Selected text start
The massive bailouts of banks by European governments raise issues of governance and property structure. State intervention was needed to stave off insolvency: if banks had gone bankrupt, the consequences for the economy of the financial crisis would have been destabilizing. Absent explicit government guarantees vis-à-vis the massive debts incurred by banks, the crisis would have certainly led to widespread panic. There would have been generalized bank runs. Panic was avoided, and panic has a way of overrunning even perfectly healthy institutions with solid balance sheets.

But if public intervention is unavoidable at the present stage, medium- and long-term consequences could be worrisome. The presence of the state in the bank's own capital produces well-known effects, highlighted in a recent study by Bocconi's CAREFIN (Center for Applied Research in Finance). Its authors, G. Iannotta, G. Nocera and A. Sironi, show that nationalized banks are riskier and more inefficient than private banks. But since they enjoy stronger government protection they are deemed more trustworthy than private banks, even if they have worse balance sheets. This biases competition and nullifies the effects of market discipline: the creditor of an illiquid bank has no incentive to sanction risk and demand a higher interest rate, since the bank cannot fail, now that the bank is under government protection.
Selected text end
Information given start
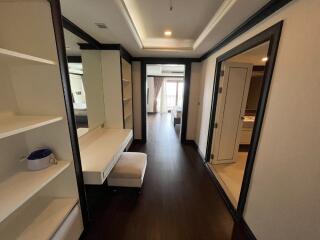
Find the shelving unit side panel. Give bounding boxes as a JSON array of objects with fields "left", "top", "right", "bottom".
[{"left": 81, "top": 50, "right": 105, "bottom": 129}]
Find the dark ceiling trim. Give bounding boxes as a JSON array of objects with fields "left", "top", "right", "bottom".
[
  {"left": 132, "top": 57, "right": 200, "bottom": 64},
  {"left": 62, "top": 16, "right": 101, "bottom": 49},
  {"left": 67, "top": 56, "right": 82, "bottom": 63},
  {"left": 200, "top": 0, "right": 292, "bottom": 62}
]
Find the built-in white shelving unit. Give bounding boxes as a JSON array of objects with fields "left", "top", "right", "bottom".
[
  {"left": 0, "top": 0, "right": 83, "bottom": 239},
  {"left": 0, "top": 161, "right": 70, "bottom": 223},
  {"left": 122, "top": 78, "right": 131, "bottom": 84},
  {"left": 0, "top": 114, "right": 63, "bottom": 139},
  {"left": 0, "top": 197, "right": 78, "bottom": 240}
]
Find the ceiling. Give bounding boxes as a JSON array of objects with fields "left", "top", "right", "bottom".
[{"left": 61, "top": 0, "right": 269, "bottom": 57}]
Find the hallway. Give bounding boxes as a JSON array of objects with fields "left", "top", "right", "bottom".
[{"left": 86, "top": 114, "right": 244, "bottom": 240}]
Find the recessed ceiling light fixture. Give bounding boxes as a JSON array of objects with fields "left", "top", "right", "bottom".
[
  {"left": 95, "top": 23, "right": 108, "bottom": 28},
  {"left": 164, "top": 30, "right": 172, "bottom": 37}
]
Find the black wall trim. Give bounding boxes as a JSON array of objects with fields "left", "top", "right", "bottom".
[
  {"left": 200, "top": 0, "right": 292, "bottom": 61},
  {"left": 252, "top": 65, "right": 266, "bottom": 72},
  {"left": 67, "top": 56, "right": 82, "bottom": 63},
  {"left": 63, "top": 0, "right": 292, "bottom": 63},
  {"left": 180, "top": 62, "right": 191, "bottom": 143},
  {"left": 141, "top": 58, "right": 191, "bottom": 143},
  {"left": 205, "top": 21, "right": 283, "bottom": 219},
  {"left": 49, "top": 0, "right": 89, "bottom": 229},
  {"left": 62, "top": 16, "right": 101, "bottom": 49}
]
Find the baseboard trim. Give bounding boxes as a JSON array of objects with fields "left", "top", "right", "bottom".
[{"left": 190, "top": 140, "right": 257, "bottom": 240}]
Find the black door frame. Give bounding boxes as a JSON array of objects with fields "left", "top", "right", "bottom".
[
  {"left": 48, "top": 0, "right": 89, "bottom": 228},
  {"left": 205, "top": 21, "right": 283, "bottom": 220},
  {"left": 141, "top": 58, "right": 192, "bottom": 143}
]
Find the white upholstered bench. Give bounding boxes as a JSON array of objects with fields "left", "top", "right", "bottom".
[{"left": 108, "top": 152, "right": 147, "bottom": 188}]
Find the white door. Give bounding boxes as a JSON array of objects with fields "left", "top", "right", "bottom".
[{"left": 211, "top": 62, "right": 252, "bottom": 164}]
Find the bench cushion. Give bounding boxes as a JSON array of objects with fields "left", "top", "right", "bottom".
[{"left": 108, "top": 152, "right": 147, "bottom": 187}]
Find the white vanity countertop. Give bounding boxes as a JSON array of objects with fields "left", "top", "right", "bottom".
[{"left": 79, "top": 128, "right": 133, "bottom": 184}]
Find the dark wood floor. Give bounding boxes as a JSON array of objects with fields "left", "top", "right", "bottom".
[{"left": 85, "top": 114, "right": 245, "bottom": 240}]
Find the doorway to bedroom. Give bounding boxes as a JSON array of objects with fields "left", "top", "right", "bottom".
[{"left": 146, "top": 64, "right": 185, "bottom": 139}]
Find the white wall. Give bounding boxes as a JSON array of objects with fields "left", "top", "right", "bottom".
[
  {"left": 132, "top": 62, "right": 142, "bottom": 139},
  {"left": 101, "top": 50, "right": 123, "bottom": 129},
  {"left": 199, "top": 0, "right": 320, "bottom": 240},
  {"left": 187, "top": 63, "right": 201, "bottom": 142}
]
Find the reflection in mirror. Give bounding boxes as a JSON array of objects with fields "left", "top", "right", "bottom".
[
  {"left": 64, "top": 29, "right": 105, "bottom": 137},
  {"left": 210, "top": 42, "right": 269, "bottom": 208}
]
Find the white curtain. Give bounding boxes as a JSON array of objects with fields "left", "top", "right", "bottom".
[{"left": 160, "top": 79, "right": 168, "bottom": 113}]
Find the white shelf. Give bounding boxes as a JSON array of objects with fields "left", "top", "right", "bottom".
[
  {"left": 123, "top": 97, "right": 132, "bottom": 102},
  {"left": 0, "top": 161, "right": 70, "bottom": 222},
  {"left": 0, "top": 48, "right": 56, "bottom": 65},
  {"left": 1, "top": 197, "right": 78, "bottom": 240},
  {"left": 122, "top": 78, "right": 131, "bottom": 83},
  {"left": 124, "top": 112, "right": 132, "bottom": 120},
  {"left": 0, "top": 114, "right": 63, "bottom": 139}
]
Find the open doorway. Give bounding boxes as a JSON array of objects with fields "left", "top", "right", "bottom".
Information given end
● **Set tasks**
1. Answer these questions from the text on bank bailouts, one line each:
(a) Without explicit government guarantees for the banks' debts, what kind of bank runs would there have been?
(b) What is the full name of the Bocconi center that published the recent study?
(c) According to the study, what makes nationalized banks seem more trustworthy than private banks?
2. Write out the part of the text on bank bailouts that starts with "The massive bailouts" and goes on through "solid balance sheets.".

● **Set of answers**
1.
(a) Generalized bank runs.
(b) The Center for Applied Research in Finance (CAREFIN).
(c) They enjoy stronger government protection.

2.
The massive bailouts of banks by European governments raise issues of governance and property structure. State intervention was needed to stave off insolvency: if banks had gone bankrupt, the consequences for the economy of the financial crisis would have been destabilizing. Absent explicit government guarantees vis-à-vis the massive debts incurred by banks, the crisis would have certainly led to widespread panic. There would have been generalized bank runs. Panic was avoided, and panic has a way of overrunning even perfectly healthy institutions with solid balance sheets.